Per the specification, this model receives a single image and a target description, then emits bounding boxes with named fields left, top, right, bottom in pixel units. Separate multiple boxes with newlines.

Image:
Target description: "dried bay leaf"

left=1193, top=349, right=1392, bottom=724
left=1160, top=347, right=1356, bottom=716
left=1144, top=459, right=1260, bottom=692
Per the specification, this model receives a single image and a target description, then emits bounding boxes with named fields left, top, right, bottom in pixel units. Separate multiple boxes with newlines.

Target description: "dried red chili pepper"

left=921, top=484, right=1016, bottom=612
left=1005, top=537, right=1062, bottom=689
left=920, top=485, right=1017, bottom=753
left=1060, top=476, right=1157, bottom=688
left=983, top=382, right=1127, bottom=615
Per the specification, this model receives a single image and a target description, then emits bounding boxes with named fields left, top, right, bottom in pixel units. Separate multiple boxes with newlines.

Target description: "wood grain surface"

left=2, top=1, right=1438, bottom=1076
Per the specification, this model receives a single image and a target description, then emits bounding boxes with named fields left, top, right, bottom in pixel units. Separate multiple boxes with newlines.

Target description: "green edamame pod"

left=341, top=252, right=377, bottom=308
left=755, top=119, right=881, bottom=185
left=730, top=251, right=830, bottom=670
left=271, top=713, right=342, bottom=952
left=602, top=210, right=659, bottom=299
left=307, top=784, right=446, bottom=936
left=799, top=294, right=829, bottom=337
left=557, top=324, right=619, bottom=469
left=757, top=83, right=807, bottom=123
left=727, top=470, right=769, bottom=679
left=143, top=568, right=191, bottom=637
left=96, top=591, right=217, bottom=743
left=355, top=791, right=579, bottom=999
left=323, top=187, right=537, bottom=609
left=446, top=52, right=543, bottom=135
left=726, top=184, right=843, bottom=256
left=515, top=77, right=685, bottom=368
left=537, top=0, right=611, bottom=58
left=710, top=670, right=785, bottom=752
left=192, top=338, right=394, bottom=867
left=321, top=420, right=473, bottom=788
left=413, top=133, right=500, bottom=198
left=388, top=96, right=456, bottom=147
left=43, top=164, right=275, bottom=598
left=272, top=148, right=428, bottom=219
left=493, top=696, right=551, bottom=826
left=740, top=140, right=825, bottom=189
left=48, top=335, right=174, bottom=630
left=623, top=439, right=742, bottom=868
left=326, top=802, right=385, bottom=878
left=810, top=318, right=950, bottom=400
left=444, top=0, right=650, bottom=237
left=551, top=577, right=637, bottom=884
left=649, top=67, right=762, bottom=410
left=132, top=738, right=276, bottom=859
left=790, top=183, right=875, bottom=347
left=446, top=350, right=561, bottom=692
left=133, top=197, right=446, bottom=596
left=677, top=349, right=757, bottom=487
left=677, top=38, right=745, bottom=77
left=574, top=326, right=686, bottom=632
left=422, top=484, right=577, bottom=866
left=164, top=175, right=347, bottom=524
· · ·
-- BRIEF --
Without changing a word, restate the whole listing.

-- ANSWER TO THIS TASK --
Per the specification, this model receives a single image and a target description, then emits bounding boxes with named fields left, top, right, bottom in pixel units. Separate multiple boxes with newlines.

Image:
Target description: "dried bay leaf"

left=1193, top=349, right=1392, bottom=724
left=1160, top=347, right=1356, bottom=716
left=1144, top=459, right=1260, bottom=692
Per the specification, this model receives a single image and a target description, then emits bounding boxes with named fields left, top, right, bottom in pixel units. Separate multiple boxes with newlines.

Target description: "dried red chili pepper"

left=921, top=484, right=1016, bottom=612
left=1005, top=537, right=1062, bottom=689
left=920, top=485, right=1017, bottom=753
left=1060, top=476, right=1157, bottom=688
left=983, top=382, right=1127, bottom=615
Per the specification, this model receives a single image and a target description, then emits bounding boxes with named fields left, top, right, bottom in pixel units. Separate multiple boxes with newlines.

Target description: "wood grain surface"

left=2, top=1, right=1438, bottom=1076
Per the specification, this model receives a single image and a target description, then emits bounding boxes with named fields left, top, right, bottom in pixel units. Separate multiple boxes with newlines.

Target description: "green edamame pod"

left=341, top=252, right=377, bottom=308
left=755, top=119, right=881, bottom=185
left=730, top=251, right=830, bottom=670
left=271, top=713, right=342, bottom=952
left=602, top=210, right=659, bottom=299
left=307, top=784, right=446, bottom=936
left=799, top=294, right=829, bottom=337
left=557, top=324, right=619, bottom=469
left=757, top=83, right=807, bottom=123
left=727, top=470, right=769, bottom=679
left=143, top=568, right=191, bottom=637
left=96, top=591, right=217, bottom=743
left=355, top=791, right=579, bottom=999
left=323, top=187, right=537, bottom=609
left=446, top=52, right=543, bottom=135
left=726, top=184, right=843, bottom=256
left=515, top=77, right=685, bottom=368
left=537, top=0, right=611, bottom=58
left=710, top=670, right=785, bottom=752
left=192, top=338, right=394, bottom=867
left=321, top=420, right=473, bottom=788
left=413, top=133, right=500, bottom=198
left=388, top=96, right=456, bottom=147
left=43, top=164, right=275, bottom=598
left=272, top=148, right=428, bottom=219
left=493, top=696, right=551, bottom=826
left=740, top=140, right=825, bottom=189
left=48, top=335, right=174, bottom=630
left=623, top=439, right=742, bottom=868
left=326, top=802, right=385, bottom=878
left=810, top=318, right=950, bottom=400
left=444, top=0, right=650, bottom=237
left=551, top=577, right=637, bottom=884
left=649, top=67, right=762, bottom=410
left=132, top=738, right=276, bottom=859
left=790, top=183, right=875, bottom=347
left=446, top=350, right=561, bottom=692
left=133, top=197, right=446, bottom=596
left=677, top=349, right=757, bottom=487
left=677, top=38, right=745, bottom=77
left=574, top=326, right=686, bottom=632
left=422, top=484, right=577, bottom=866
left=164, top=175, right=347, bottom=524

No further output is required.